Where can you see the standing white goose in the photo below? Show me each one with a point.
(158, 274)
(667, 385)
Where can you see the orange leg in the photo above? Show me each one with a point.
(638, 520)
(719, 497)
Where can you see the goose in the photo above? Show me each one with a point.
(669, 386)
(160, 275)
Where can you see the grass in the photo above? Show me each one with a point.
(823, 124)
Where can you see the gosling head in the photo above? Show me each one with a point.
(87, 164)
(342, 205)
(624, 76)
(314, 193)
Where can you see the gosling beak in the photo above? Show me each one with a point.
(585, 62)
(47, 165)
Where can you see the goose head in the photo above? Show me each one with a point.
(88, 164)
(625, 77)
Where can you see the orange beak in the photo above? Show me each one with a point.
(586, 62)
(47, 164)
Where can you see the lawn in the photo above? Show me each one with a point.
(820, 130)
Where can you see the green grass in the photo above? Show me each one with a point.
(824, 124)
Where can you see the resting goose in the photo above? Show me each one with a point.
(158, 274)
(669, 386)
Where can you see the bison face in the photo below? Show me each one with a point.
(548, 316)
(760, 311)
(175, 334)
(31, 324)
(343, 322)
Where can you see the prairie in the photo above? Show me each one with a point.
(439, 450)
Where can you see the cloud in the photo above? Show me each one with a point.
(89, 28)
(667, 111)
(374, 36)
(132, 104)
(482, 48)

__________

Your response should consist of the data above, duplicated exactly.

Where can you see the standing white goose in the photo below? Show me each one with a point.
(158, 274)
(667, 385)
Where can you see the orange leg in the photo above? Show me each one with a point.
(638, 520)
(719, 497)
Where can you see the goose in the photo above? Show me each one with a point.
(669, 386)
(160, 275)
Where can you see the grass in the photo above? Show me each one with a point.
(823, 124)
Where can you see the gosling head in the photo above? Show me each one with a point.
(87, 164)
(342, 205)
(624, 76)
(314, 193)
Where can you see the gosling beak in the photo above? Show me each one with a point.
(585, 62)
(47, 165)
Where can you see the goose head in the photo above? Show me each one with a point.
(88, 164)
(625, 77)
Where can you see the orange beak in the photo above? Show me each one with a point.
(586, 62)
(47, 164)
Where can you see the lawn in the photo above? Show me each one with a point.
(820, 130)
Where can you see the green grass in the photo above? Show me each one with a point.
(824, 124)
Where can you see the resting goose in the photo above? Show me each one with a point.
(158, 274)
(669, 386)
Where can you see the bison face in the photo below? Show me each one with a point.
(548, 316)
(760, 311)
(175, 334)
(31, 324)
(343, 322)
Where can you see the prairie in the photo above? Show me each one with a point.
(439, 450)
Where can you see the cloud in the photo above? Show me each one with a point.
(89, 28)
(667, 111)
(374, 36)
(132, 104)
(482, 48)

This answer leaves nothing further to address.